The Song that Makes My Heart Melt

October 25, 2014

I hate to admit it. There’s a popular song that I have come to love. I try my hardest to not go with whatever the fad of the day is. For a good long time, I have resisted popular approaches, songs, thoughts, fads mostly because that’s how I’m put together- I like being different from others. But this time, I’ve failed. I’ve fallen in love with a song that everyone loves. I’ve fallen in love with a song that doesn’t really have much theological significance at all.

And I can’t figure out if I should hate that I’ve fallen in love with it or not. 

It’s that song. You know, the one that Christina Perri sings? The song is called A Thousand Years and it is on the bedtime playlist for my son when we cuddle and turn out the lights and wait for the drifts of sleep that come like soft tides, his eyes heavier with each moment and breath, the scent of lavender and cedar wood hanging on the air from the diffuser. He slides up next to me, his little body a furnace of tired bones and quieting mind. And eventually, the lyrics of this song float to us, “I have loved you for a thousand years, I’ll love you for a thousand more.” And I melt. Each night.

The song speaks this phrase that catches me up when I lay next to the slow-breathing child. “How can I love when I’m afraid to fall? But watching you stand alone, all of my doubt suddenly goes away somehow.” His sleepy hands reach for my hair which he loves to stroke as he falls asleep, and I’m filled with the rumination that you only get in that perfect spot of life where age and experience and the quiet of the moment all collide. This brave little boy.

[Natural-language descriptions of regions]
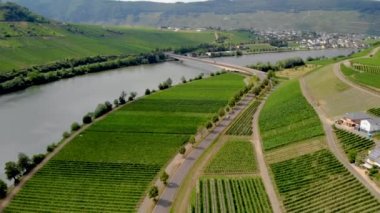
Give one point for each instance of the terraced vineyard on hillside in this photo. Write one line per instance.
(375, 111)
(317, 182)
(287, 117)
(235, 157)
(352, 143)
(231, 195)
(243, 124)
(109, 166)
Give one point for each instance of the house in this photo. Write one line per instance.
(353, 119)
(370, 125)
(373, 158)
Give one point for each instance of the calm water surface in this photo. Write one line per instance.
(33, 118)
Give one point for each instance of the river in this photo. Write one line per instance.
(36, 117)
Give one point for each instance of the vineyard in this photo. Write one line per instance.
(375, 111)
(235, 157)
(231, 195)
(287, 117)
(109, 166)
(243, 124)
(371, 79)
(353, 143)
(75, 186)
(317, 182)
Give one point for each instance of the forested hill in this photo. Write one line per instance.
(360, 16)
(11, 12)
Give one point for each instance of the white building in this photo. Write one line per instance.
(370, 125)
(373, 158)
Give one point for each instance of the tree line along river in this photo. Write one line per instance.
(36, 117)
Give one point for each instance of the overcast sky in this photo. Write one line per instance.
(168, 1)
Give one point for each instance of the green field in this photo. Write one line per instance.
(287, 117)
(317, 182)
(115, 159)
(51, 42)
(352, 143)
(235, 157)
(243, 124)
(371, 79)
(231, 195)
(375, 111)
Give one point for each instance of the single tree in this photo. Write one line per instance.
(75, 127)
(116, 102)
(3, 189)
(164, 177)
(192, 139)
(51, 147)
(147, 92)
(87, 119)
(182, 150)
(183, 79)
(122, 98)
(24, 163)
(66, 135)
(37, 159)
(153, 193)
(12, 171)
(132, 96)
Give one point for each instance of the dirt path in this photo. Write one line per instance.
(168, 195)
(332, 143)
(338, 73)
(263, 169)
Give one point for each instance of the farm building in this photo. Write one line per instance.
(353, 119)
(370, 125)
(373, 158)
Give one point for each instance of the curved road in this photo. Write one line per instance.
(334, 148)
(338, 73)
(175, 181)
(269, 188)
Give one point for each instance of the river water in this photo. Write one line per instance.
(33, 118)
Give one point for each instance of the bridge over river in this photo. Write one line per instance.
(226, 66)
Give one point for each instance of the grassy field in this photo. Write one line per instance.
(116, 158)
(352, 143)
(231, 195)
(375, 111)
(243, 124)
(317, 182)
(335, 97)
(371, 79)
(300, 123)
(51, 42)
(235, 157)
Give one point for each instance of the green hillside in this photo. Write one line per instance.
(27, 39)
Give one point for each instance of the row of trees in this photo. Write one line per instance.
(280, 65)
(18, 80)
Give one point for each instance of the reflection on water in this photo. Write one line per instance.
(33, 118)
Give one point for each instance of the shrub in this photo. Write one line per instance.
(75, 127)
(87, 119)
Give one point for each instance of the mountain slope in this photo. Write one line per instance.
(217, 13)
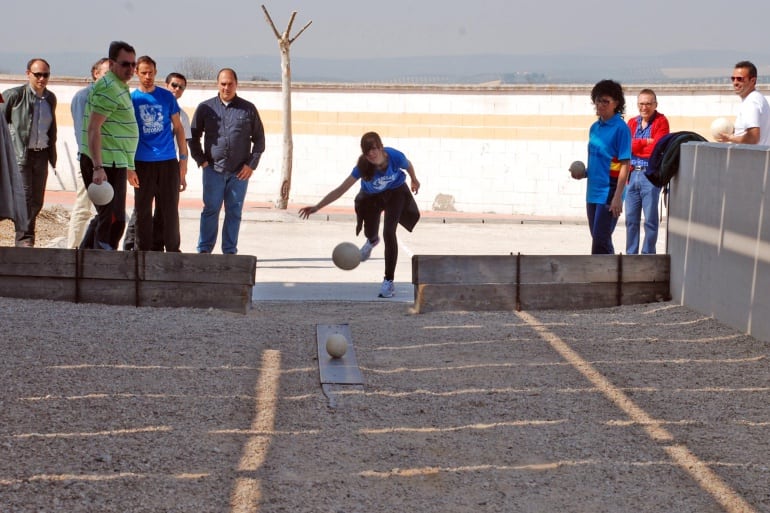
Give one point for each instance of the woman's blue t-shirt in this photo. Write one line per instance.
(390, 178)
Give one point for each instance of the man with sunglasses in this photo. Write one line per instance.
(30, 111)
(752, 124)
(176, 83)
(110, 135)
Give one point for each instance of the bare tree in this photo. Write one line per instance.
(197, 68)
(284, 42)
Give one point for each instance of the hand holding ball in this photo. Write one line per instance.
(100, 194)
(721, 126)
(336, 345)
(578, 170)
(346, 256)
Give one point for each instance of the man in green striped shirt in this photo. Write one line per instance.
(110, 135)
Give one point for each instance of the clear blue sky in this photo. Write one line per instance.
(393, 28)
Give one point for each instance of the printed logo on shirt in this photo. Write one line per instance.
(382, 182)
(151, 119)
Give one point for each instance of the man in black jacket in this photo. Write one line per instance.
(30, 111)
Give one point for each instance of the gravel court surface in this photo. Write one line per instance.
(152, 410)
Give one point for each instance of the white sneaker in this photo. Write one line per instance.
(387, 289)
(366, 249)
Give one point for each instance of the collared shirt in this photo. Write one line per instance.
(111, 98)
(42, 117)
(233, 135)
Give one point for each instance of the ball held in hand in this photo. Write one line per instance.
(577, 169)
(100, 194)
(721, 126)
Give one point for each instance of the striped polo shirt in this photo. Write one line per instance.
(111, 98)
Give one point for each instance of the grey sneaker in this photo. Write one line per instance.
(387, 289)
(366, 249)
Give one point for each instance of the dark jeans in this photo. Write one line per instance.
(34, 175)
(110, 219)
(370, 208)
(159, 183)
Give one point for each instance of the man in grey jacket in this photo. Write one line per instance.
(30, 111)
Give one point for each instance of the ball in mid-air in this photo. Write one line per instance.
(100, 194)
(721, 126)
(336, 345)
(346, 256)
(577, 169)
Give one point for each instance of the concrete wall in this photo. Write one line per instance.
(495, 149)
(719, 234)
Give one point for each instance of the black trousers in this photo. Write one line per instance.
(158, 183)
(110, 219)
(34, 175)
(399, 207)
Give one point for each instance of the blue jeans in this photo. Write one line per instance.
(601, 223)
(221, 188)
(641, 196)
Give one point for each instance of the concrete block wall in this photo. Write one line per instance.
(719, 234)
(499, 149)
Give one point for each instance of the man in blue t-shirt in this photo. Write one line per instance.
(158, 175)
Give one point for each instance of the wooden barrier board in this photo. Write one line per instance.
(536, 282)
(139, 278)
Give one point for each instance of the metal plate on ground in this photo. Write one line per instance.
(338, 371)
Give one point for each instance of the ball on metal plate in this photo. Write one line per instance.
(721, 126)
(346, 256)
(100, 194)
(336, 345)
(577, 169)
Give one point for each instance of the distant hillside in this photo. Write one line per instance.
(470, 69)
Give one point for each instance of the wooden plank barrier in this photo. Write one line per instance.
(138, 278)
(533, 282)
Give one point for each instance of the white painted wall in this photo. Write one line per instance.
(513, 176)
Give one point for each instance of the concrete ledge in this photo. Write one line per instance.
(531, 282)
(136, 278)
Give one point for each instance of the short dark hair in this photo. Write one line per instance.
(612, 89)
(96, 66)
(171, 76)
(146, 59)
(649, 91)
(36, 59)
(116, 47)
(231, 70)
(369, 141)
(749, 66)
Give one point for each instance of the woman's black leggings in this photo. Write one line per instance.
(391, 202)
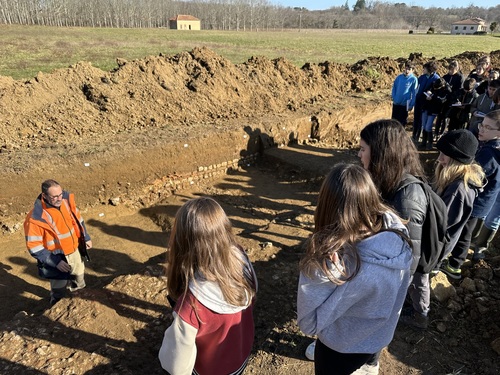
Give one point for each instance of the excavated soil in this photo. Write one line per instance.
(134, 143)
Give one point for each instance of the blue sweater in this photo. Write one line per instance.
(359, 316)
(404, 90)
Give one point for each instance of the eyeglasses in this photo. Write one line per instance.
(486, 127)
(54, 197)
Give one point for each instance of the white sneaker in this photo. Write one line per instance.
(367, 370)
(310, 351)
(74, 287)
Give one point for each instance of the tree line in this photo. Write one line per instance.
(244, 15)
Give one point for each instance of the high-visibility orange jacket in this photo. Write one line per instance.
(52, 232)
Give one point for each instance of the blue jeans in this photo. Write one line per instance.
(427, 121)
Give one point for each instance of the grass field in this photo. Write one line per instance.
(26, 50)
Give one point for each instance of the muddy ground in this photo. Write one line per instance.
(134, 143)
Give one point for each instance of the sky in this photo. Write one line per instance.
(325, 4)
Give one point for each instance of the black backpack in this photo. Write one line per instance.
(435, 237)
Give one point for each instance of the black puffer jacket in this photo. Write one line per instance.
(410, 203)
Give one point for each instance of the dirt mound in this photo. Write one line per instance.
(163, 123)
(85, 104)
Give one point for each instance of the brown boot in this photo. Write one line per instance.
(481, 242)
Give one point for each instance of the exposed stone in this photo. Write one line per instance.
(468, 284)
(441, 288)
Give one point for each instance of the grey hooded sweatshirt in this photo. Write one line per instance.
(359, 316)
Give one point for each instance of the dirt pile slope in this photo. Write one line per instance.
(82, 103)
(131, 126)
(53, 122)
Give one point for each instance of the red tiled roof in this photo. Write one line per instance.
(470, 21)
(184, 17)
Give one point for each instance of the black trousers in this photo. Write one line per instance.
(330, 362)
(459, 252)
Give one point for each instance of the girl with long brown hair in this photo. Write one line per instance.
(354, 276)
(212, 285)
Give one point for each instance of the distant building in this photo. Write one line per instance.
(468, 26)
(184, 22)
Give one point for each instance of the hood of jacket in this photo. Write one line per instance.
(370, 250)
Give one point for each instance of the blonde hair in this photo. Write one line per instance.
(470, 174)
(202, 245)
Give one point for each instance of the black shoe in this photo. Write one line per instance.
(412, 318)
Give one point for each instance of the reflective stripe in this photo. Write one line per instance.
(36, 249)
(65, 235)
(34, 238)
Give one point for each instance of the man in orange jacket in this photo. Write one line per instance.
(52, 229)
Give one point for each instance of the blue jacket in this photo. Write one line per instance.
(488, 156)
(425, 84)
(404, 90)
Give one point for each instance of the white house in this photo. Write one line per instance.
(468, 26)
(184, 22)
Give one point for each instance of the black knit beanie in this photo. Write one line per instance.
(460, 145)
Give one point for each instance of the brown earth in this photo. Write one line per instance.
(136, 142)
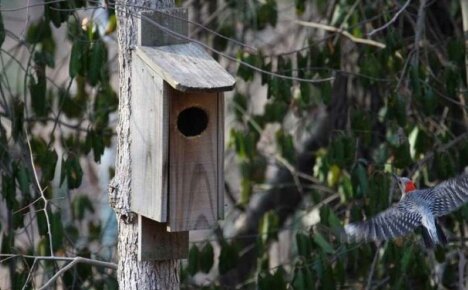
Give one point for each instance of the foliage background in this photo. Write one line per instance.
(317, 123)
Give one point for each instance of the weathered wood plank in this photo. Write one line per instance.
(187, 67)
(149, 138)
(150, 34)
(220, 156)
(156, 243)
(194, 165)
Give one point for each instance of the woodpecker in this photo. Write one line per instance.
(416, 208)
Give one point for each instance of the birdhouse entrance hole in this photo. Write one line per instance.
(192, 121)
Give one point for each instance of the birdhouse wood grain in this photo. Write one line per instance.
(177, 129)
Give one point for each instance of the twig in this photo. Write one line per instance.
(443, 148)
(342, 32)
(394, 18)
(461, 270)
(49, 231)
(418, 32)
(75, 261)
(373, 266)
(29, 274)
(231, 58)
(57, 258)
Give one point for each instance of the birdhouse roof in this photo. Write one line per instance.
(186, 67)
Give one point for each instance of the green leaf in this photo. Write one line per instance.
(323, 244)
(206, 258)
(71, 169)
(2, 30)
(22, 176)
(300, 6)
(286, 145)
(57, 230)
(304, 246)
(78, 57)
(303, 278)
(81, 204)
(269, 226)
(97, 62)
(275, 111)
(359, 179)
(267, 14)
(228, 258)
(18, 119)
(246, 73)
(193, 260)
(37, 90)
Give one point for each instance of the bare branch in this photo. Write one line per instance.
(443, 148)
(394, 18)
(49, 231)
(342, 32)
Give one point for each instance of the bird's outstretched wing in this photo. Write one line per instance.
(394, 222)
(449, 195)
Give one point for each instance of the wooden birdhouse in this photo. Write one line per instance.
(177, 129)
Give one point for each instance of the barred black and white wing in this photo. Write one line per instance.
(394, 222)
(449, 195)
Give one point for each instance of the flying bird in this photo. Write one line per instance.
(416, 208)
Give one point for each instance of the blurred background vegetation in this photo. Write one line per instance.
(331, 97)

==

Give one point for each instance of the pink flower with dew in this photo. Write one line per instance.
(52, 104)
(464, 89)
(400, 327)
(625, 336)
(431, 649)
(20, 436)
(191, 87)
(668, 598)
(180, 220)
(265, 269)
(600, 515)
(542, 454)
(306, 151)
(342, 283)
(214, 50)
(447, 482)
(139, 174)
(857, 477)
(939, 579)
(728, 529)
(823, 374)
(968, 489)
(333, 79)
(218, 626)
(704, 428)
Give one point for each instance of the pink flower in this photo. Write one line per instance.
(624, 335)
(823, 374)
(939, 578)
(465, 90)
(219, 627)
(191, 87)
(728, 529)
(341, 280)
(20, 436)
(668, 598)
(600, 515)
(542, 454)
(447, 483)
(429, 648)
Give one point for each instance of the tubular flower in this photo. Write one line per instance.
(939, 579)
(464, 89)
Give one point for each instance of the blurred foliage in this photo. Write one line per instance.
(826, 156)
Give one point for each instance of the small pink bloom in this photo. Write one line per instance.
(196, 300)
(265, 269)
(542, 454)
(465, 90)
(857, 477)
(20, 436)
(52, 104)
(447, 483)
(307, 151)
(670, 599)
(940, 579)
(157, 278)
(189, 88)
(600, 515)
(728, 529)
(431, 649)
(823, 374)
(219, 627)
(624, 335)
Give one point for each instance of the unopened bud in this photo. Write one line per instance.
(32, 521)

◆ **Instructions to follow**:
Answer these questions about the post on a bedtime song:
(a) What is the song called, and who sings it?
(b) Which two scents come from the diffuser?
(c) What do the boy's hands reach for as he falls asleep?

◆ **Exercise answer**:
(a) A Thousand Years, sung by Christina Perri
(b) Lavender and cedar wood
(c) The narrator's hair, which he loves to stroke